[Task brief] An exact transcription is needed, starting at the line containing "the fur throw" and running through the last line of the records, with every picture left out.

Start of Data section

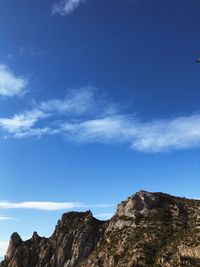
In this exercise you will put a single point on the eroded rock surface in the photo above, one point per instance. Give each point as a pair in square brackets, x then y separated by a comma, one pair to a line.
[148, 229]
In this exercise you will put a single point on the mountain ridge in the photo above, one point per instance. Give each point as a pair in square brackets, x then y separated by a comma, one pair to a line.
[148, 229]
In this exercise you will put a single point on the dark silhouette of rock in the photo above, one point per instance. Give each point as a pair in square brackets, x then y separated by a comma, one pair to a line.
[148, 229]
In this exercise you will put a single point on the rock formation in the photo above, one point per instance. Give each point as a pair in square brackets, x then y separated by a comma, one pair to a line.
[148, 229]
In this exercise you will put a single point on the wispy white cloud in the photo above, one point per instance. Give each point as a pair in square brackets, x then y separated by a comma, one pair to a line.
[40, 205]
[153, 136]
[10, 83]
[48, 206]
[65, 7]
[85, 116]
[6, 218]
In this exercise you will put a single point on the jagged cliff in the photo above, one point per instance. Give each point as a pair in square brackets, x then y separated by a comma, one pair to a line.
[148, 229]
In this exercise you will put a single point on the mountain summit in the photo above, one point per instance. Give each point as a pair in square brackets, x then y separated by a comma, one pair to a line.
[147, 230]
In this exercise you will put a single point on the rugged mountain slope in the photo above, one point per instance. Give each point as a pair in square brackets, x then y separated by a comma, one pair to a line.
[148, 229]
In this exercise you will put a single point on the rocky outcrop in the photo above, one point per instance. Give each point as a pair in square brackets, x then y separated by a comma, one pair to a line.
[148, 229]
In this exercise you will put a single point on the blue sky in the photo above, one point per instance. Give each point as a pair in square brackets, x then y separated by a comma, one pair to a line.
[98, 99]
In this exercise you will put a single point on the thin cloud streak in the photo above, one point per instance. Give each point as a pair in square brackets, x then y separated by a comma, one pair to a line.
[85, 116]
[49, 206]
[11, 84]
[65, 7]
[6, 218]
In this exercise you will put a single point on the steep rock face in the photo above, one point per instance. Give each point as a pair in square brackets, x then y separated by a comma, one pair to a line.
[75, 236]
[148, 229]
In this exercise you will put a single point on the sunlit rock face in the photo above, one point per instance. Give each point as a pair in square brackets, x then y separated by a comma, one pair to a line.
[148, 229]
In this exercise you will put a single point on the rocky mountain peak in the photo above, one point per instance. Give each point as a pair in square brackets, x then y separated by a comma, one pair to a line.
[148, 230]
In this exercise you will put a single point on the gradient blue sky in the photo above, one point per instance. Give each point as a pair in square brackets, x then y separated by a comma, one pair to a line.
[98, 99]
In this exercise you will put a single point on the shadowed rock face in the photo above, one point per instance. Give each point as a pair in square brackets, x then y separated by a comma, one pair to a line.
[148, 229]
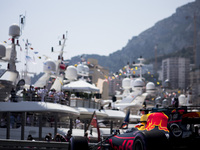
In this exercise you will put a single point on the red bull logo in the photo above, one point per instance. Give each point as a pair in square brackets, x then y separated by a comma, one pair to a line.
[157, 120]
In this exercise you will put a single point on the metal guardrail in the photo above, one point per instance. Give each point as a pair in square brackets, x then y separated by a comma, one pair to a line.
[39, 145]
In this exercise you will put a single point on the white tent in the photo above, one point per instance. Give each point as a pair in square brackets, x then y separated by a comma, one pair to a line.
[80, 86]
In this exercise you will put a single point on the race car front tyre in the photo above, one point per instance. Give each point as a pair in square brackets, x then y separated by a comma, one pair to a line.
[78, 143]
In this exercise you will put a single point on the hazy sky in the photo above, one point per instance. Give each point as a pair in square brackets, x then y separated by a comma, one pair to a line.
[94, 26]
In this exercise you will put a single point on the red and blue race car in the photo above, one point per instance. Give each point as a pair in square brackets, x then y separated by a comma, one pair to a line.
[165, 128]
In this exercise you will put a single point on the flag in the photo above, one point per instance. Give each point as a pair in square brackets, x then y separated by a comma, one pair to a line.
[126, 121]
[94, 123]
[29, 59]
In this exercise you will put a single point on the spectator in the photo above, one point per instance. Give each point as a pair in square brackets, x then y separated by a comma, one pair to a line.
[13, 95]
[30, 138]
[48, 137]
[68, 136]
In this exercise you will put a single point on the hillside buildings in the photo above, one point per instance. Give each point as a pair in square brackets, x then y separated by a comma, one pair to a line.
[97, 75]
[176, 70]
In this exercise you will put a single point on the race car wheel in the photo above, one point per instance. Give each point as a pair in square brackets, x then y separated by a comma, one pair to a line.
[151, 140]
[139, 144]
[78, 143]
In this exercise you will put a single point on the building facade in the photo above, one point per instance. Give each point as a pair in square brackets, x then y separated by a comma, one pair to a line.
[176, 70]
[97, 75]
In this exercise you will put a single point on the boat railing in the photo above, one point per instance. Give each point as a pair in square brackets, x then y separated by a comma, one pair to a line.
[86, 103]
[73, 102]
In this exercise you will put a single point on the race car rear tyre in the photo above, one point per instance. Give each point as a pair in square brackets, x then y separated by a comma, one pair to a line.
[151, 140]
[78, 143]
[139, 144]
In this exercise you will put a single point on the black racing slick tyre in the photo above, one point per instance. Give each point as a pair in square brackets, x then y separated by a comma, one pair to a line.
[151, 140]
[78, 143]
[139, 144]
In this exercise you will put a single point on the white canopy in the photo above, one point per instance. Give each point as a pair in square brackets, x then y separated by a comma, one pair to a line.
[36, 107]
[80, 86]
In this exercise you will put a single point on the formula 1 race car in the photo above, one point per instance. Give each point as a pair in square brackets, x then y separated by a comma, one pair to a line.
[165, 128]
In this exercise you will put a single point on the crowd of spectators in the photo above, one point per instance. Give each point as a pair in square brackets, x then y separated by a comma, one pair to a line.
[40, 94]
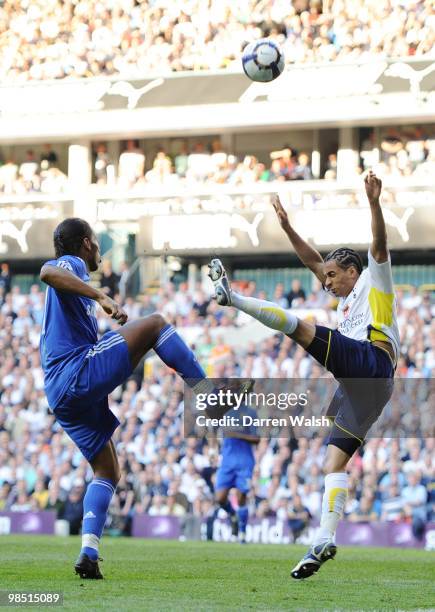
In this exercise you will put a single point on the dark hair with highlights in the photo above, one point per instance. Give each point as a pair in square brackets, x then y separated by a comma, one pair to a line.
[69, 235]
[346, 258]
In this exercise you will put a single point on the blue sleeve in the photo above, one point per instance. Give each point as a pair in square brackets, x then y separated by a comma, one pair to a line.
[70, 263]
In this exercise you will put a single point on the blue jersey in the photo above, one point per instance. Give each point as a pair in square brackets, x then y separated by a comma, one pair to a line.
[237, 450]
[68, 328]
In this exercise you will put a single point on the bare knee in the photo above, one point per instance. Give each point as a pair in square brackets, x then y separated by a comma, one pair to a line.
[109, 473]
[221, 496]
[157, 321]
[336, 460]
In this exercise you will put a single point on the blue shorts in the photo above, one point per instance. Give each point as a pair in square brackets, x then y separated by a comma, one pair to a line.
[366, 376]
[234, 475]
[84, 412]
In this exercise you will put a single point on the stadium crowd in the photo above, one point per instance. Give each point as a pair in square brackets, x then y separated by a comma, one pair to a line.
[164, 474]
[85, 38]
[396, 153]
[399, 153]
[33, 174]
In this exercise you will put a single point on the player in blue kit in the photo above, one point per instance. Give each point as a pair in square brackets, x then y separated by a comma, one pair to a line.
[80, 370]
[235, 471]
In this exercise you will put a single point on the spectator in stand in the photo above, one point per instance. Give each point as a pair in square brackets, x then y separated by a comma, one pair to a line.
[181, 160]
[49, 158]
[5, 278]
[296, 296]
[414, 498]
[62, 40]
[392, 506]
[103, 167]
[199, 164]
[8, 176]
[28, 172]
[125, 281]
[287, 159]
[302, 170]
[364, 512]
[331, 167]
[131, 165]
[161, 172]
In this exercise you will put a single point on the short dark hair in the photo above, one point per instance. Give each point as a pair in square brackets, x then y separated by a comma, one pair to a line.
[69, 235]
[346, 258]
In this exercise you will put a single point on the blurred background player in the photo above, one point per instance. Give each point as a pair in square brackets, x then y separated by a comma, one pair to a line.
[235, 471]
[365, 346]
[80, 371]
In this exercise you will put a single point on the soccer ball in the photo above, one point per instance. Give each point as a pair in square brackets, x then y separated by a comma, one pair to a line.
[262, 60]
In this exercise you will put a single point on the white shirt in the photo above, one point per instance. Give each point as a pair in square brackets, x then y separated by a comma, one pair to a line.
[369, 311]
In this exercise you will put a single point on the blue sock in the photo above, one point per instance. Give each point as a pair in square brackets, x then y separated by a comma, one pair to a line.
[95, 505]
[227, 506]
[242, 514]
[173, 351]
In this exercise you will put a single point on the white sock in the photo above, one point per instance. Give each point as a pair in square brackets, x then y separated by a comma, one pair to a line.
[268, 313]
[334, 498]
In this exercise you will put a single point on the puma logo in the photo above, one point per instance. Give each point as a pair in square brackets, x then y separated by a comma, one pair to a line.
[399, 223]
[9, 229]
[133, 95]
[240, 223]
[406, 72]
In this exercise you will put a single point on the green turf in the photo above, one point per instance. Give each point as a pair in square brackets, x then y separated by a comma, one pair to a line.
[159, 575]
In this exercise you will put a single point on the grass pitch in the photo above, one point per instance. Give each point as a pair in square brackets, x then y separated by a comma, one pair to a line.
[160, 575]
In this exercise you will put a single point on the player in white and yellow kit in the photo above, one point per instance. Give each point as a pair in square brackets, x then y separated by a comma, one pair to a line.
[361, 353]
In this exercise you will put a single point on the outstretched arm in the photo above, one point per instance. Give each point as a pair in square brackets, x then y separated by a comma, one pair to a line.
[63, 280]
[378, 247]
[307, 254]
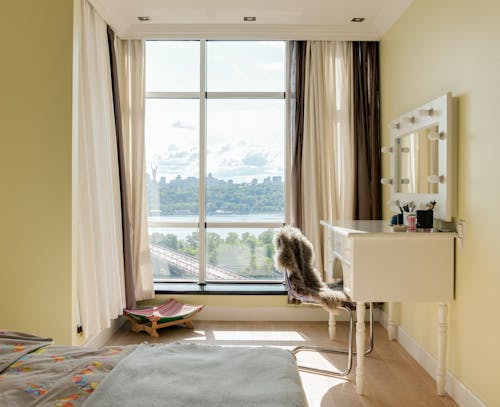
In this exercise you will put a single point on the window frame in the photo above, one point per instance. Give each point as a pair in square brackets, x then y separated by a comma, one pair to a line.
[202, 225]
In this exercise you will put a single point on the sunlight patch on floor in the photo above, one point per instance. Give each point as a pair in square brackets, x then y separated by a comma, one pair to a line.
[258, 336]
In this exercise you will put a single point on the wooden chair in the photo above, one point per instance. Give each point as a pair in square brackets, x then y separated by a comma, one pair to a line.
[170, 313]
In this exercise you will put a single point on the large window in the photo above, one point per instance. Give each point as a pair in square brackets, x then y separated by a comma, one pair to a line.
[215, 145]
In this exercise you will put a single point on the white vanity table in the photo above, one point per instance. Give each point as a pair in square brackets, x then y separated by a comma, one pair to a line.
[380, 265]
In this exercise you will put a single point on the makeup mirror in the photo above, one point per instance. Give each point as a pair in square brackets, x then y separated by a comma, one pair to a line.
[418, 159]
[423, 157]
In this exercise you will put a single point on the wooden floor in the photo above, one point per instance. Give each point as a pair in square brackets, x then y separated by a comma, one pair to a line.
[393, 378]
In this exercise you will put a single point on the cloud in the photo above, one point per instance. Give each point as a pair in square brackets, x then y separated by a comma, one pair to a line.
[255, 160]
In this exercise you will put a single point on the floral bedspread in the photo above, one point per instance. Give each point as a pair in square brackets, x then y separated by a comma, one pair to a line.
[32, 373]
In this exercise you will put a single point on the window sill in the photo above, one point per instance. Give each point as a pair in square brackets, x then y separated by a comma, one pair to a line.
[220, 289]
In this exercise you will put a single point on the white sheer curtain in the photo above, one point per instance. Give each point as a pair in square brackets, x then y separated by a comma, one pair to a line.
[328, 151]
[130, 61]
[101, 293]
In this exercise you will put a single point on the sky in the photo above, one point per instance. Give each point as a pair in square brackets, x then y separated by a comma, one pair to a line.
[245, 138]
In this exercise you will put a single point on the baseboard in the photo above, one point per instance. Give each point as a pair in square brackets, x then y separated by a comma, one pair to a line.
[285, 313]
[462, 395]
[104, 336]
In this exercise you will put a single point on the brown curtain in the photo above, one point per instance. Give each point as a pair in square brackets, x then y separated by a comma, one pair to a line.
[296, 117]
[366, 106]
[297, 85]
[127, 245]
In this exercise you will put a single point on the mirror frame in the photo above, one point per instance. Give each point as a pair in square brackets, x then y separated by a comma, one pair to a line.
[440, 112]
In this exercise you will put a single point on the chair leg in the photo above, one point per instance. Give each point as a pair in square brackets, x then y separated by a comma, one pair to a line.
[349, 352]
[331, 325]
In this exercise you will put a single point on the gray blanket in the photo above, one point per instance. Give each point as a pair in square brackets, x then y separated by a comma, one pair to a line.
[191, 375]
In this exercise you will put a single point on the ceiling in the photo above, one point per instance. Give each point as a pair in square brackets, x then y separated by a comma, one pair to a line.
[275, 19]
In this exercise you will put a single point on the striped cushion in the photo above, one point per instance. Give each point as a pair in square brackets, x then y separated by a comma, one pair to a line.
[170, 311]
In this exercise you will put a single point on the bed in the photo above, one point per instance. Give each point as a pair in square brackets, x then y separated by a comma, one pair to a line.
[34, 372]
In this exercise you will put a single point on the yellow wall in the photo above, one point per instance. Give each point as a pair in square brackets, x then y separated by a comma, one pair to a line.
[35, 167]
[453, 45]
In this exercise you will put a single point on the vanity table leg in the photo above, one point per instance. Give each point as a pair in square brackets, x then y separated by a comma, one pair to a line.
[360, 346]
[391, 328]
[442, 331]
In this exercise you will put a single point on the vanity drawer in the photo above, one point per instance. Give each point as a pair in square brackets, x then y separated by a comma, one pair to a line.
[342, 246]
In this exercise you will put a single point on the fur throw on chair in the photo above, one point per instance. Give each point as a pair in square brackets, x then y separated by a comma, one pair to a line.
[295, 256]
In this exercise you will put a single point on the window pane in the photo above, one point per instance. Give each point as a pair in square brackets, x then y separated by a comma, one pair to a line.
[245, 160]
[172, 158]
[241, 255]
[246, 66]
[172, 66]
[174, 253]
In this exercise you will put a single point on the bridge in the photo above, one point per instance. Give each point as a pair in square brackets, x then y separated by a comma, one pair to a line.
[190, 265]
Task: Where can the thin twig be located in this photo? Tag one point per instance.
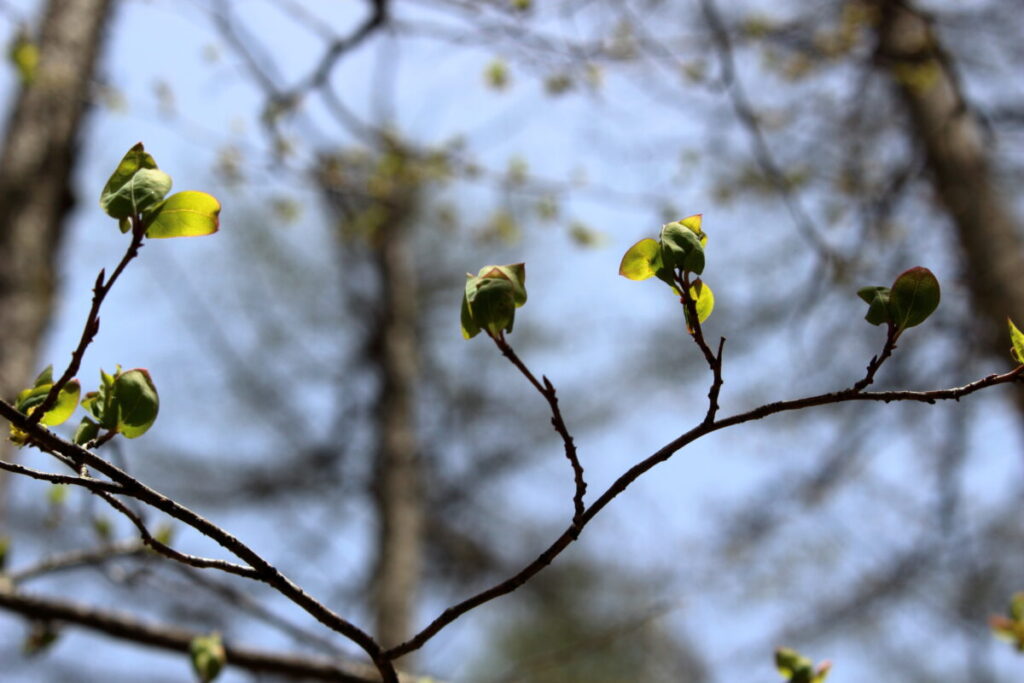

End of Data section

[Written solution]
In this exercise you will put a single point on the fur throw on chair in the photo above, one point per instance. Give each point as a pair in square brackets, x then y separated by a comma, one pair to a line.
[295, 256]
In this exercise you will put a single point on the window pane in the photo above, one point per instance. Give each point as a pair in square brackets, x then y separated by a comma, one pair to a line.
[245, 160]
[172, 158]
[241, 255]
[246, 66]
[172, 66]
[174, 253]
In this exercise you will put a single point on the bridge in the photo above, one point per instance. Give each point as a pair in square brackets, x then y separated by a comma, one pair to a line.
[190, 265]
Task: Where can the thin twig be located in this photo? Tag one point per instance.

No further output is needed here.